# What you should do
The answer is an exact repeat of the entries below, with the pictures omitted.

Top of Supplied material

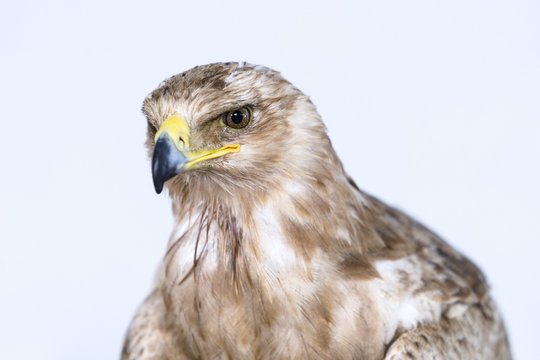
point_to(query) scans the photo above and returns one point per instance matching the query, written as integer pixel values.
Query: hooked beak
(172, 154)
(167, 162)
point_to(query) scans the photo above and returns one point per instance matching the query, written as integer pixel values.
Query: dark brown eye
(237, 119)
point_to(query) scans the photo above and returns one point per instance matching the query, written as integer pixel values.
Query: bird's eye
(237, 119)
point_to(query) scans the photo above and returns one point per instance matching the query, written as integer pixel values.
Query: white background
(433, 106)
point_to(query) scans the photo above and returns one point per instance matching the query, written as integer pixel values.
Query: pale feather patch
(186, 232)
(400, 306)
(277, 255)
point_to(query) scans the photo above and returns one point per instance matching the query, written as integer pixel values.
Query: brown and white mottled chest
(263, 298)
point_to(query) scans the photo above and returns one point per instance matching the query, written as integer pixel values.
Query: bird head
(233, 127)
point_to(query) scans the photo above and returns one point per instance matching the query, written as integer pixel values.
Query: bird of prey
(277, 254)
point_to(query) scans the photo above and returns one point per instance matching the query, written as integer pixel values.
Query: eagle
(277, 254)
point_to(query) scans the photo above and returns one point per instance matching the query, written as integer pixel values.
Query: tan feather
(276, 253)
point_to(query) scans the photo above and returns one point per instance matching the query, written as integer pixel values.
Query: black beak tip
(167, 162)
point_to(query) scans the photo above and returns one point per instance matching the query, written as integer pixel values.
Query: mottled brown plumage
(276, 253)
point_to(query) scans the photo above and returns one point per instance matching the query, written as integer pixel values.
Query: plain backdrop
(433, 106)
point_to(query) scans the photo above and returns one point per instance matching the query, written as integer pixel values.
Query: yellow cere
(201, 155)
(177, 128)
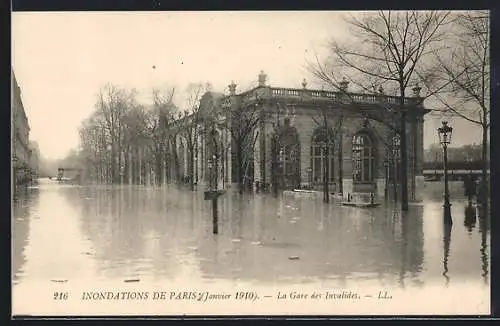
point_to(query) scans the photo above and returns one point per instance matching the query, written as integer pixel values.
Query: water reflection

Bottom of Supplied material

# Answer to the problem
point_to(query) scans the photo above and returns one point per instance matching the query, written as integer pixel values.
Query: hooked beak
(172, 154)
(167, 162)
point_to(query) scans the photo above and returns one point per instance matching the query, written as integer pixel values.
Query: dark brown eye
(237, 119)
point_to(query) scans the photo above and returns one point per instance matching the query, written as integer pixel values.
Query: bird's eye
(237, 119)
point_to(query) scans the photo above and returns one point per instance matching the query, written as integer pixel values.
Query: white background
(433, 106)
point_to(query) scans the photo above and returns one point per instance matching the query, written as integer pixel values.
Query: pale feather patch
(186, 232)
(400, 306)
(277, 255)
point_to(query) scans the photo above and returns one point per instance matching the query, written as integer pixel values.
Query: brown and white mottled chest
(263, 298)
point_to(query) scans the photo above and returns one point per instance matching the query, written as integer pixel values.
Query: bird head
(233, 127)
point_to(query) scans the photo above and returns one point per instance matching the query, written as integer pixel values.
Query: bird of prey
(277, 254)
point_to(query) scans the photo above and returns one point per instance matching the query, written as integer pixel values.
Query: eagle
(277, 254)
point_to(query) scans the photo above and returns one point per instance matching the query, written as integer pixel values.
Query: tan feather
(276, 253)
point_to(query) scans the photo above and returns one point per instance matching the query, written as integer pixel values.
Query: black beak tip
(167, 162)
point_to(query) scans the photo above and returns one point per instance matching the query, written as integer pixel values.
Query: mottled brown plumage
(276, 253)
point_to(query) scans the photo above and returns one point per instance matching the query, written as integer pixel values.
Query: plain backdrop
(433, 106)
point_to(query) scans the photo above and returns one point per instance matching the query, written as integer pixel values.
Query: yellow cere
(201, 155)
(177, 128)
point_to(query) scans the photo above and returns one point per instance matching the query, written as integer pixel values.
Query: water reflection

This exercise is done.